Reproduce, without any change, the part of the lines below that opens with the line containing "Labeling fields. Category: man in white" and runs through the final line.

start

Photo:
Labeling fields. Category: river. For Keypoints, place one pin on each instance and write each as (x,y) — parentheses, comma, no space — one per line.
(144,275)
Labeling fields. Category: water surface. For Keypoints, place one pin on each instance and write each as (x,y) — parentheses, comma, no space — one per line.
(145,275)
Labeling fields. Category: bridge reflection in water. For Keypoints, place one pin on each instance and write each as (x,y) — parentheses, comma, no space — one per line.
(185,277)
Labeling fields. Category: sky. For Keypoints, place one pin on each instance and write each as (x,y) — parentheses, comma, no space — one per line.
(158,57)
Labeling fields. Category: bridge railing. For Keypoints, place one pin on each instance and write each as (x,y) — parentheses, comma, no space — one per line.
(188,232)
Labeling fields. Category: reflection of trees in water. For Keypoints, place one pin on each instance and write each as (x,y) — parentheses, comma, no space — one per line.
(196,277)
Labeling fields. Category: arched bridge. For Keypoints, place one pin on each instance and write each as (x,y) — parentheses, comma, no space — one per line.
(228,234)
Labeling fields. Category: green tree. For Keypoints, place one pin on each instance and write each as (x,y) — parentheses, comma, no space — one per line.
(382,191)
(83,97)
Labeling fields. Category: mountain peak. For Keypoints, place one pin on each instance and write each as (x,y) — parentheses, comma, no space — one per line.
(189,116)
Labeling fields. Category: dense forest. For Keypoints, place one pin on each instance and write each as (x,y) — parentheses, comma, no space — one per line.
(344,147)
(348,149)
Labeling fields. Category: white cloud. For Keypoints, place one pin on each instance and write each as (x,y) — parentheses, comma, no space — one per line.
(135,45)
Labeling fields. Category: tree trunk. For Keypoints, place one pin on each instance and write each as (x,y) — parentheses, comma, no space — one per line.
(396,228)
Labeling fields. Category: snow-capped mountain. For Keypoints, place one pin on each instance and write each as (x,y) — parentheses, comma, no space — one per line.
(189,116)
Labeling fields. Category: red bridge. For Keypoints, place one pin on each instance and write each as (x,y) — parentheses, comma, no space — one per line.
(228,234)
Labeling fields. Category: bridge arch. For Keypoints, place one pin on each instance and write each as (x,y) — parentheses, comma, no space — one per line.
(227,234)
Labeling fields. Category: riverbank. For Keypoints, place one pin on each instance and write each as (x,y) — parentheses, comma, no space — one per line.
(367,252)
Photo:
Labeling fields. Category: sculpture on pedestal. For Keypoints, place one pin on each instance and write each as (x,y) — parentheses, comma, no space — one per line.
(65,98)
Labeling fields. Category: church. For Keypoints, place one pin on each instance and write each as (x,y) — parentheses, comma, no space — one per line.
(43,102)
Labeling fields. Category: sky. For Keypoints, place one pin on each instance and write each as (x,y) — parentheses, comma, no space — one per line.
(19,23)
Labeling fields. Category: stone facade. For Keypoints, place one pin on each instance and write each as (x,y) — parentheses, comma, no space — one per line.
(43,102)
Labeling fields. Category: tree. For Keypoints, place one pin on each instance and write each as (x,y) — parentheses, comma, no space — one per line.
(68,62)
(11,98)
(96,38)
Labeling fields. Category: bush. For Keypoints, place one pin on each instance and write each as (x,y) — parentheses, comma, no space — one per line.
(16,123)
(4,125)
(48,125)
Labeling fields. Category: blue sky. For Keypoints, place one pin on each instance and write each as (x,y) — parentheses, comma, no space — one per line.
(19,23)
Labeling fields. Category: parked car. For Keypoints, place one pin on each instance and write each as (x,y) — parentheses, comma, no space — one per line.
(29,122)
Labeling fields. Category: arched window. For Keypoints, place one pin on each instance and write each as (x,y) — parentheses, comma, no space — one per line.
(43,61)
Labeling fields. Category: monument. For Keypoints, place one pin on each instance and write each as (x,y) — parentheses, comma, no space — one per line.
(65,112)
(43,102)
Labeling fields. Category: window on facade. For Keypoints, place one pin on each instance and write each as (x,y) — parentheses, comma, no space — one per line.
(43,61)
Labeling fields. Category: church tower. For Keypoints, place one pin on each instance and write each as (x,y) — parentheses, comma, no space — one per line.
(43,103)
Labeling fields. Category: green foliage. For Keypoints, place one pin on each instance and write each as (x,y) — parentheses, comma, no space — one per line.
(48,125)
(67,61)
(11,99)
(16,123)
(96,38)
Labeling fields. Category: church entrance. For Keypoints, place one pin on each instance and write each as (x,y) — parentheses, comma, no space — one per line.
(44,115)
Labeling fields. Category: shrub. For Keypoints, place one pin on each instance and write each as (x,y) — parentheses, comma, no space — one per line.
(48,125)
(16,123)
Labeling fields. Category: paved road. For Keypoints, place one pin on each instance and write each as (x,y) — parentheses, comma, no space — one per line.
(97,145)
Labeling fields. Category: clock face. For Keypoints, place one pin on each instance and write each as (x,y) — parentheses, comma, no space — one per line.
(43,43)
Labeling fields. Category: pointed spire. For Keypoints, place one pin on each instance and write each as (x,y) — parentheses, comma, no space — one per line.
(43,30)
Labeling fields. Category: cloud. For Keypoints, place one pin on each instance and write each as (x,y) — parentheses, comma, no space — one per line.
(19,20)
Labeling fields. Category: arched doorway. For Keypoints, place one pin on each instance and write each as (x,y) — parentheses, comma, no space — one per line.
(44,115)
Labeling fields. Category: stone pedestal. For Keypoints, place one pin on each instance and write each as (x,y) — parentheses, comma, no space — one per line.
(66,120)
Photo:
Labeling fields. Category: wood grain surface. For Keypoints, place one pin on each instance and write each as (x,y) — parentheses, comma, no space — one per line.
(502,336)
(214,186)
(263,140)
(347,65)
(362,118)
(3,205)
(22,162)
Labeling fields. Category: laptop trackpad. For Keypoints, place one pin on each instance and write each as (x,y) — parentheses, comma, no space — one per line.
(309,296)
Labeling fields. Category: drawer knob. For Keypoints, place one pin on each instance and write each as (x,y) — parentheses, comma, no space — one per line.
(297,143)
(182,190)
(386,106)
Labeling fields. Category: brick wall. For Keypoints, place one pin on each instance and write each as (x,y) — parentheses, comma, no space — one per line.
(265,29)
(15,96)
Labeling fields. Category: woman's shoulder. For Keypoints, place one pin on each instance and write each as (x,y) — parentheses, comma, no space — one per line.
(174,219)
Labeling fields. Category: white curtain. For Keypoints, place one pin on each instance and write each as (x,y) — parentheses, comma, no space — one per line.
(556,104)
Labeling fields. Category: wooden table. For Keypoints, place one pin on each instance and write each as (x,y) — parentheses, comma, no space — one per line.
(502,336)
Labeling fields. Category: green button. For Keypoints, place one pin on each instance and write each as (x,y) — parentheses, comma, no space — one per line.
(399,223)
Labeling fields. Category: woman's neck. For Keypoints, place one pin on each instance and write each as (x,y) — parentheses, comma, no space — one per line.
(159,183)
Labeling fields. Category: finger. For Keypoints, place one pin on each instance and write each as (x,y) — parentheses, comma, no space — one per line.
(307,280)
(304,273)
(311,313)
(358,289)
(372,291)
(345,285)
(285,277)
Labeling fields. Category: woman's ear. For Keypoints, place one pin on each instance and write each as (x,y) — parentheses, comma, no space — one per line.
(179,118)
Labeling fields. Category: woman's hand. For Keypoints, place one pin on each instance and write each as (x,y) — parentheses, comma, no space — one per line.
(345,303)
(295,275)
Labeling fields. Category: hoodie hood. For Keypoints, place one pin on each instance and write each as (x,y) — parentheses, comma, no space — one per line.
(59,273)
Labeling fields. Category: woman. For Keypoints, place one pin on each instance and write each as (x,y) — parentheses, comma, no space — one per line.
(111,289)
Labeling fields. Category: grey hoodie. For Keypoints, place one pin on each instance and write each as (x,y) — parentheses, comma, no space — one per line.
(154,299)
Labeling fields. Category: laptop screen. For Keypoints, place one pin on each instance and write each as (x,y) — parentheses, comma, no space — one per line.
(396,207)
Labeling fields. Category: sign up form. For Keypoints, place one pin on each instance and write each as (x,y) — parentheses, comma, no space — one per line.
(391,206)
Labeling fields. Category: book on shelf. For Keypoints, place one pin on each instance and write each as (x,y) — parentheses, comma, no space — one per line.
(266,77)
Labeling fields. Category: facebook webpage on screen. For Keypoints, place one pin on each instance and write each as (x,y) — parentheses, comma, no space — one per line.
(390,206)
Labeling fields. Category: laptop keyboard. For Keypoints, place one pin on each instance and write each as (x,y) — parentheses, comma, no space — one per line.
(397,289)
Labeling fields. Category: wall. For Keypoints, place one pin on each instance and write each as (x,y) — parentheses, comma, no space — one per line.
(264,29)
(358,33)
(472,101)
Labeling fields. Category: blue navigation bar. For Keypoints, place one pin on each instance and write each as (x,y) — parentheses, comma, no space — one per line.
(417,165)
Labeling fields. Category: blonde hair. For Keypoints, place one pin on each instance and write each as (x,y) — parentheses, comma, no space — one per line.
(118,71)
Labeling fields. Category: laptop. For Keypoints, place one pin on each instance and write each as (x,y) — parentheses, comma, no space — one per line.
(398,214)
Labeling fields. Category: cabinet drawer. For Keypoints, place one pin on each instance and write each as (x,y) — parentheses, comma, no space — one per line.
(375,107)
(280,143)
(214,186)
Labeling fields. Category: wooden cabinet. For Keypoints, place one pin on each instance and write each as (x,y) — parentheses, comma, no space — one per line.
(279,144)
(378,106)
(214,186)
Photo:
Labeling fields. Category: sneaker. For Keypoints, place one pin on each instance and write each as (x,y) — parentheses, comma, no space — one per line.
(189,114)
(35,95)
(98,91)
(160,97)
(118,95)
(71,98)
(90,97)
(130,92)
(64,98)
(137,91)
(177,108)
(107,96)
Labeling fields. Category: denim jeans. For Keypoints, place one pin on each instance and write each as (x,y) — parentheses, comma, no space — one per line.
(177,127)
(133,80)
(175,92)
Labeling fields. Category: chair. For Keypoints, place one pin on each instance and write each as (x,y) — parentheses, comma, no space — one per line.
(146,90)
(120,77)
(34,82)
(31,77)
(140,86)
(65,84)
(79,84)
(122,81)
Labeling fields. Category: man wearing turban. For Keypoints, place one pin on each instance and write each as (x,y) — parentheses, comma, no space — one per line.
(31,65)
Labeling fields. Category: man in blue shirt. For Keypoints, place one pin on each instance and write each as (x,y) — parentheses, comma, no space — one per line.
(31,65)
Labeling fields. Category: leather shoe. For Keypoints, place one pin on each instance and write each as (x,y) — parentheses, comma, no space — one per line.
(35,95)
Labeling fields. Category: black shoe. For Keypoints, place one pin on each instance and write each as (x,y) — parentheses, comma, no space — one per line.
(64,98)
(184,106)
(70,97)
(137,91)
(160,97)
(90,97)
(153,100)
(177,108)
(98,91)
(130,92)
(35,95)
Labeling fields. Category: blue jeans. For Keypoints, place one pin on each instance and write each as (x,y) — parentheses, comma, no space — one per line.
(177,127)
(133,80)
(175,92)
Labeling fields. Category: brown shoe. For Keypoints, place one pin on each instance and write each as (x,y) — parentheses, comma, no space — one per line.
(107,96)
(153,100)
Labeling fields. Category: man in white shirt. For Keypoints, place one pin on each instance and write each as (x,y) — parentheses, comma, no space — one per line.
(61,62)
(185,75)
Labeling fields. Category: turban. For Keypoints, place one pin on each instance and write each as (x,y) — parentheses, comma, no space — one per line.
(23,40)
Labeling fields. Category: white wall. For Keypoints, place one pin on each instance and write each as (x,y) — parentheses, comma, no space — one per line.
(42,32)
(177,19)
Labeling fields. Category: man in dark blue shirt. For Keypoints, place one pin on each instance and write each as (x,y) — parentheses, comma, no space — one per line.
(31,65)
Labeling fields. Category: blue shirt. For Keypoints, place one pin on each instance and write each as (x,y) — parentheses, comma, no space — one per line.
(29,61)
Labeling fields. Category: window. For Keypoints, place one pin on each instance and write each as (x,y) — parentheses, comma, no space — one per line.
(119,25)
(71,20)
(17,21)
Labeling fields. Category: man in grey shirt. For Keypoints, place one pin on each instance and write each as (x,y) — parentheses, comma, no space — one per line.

end

**THE ANSWER**
Labeling fields. Category: man in white shirt. For Keypoints, place one pin on each instance and write each as (x,y) — parentheses, comma, no space — one per line.
(61,62)
(185,75)
Labeling fields. Category: turban. For Keypoints, place one pin on each instance and write each as (x,y) — parentheses, comma, no space — one per line.
(23,40)
Labeling fields. Category: white wall. For Keypoints, place one pin on each instance and write each as (x,y) — parentheses, comma, no space — one per line.
(42,32)
(177,19)
Labeling fields. Category: man in dark blue shirt. For Keypoints, place one pin on each instance and write each as (x,y) — parentheses, comma, no space — one per line.
(31,65)
Labeling fields. Category: blue shirt. For Keypoints, place one pin on each instance and write each as (x,y) — parentheses, comma, no space — one per line.
(29,61)
Labeling fields. Category: window. For Keypoints, place one pin on each instance and write each as (x,y) — parentheses, comma, no space — one per line.
(119,25)
(71,20)
(17,21)
Labeling fields. Category: man in grey shirt. For Keypoints, place one pin on each instance and write each as (x,y) — parentheses, comma, no space — one per line.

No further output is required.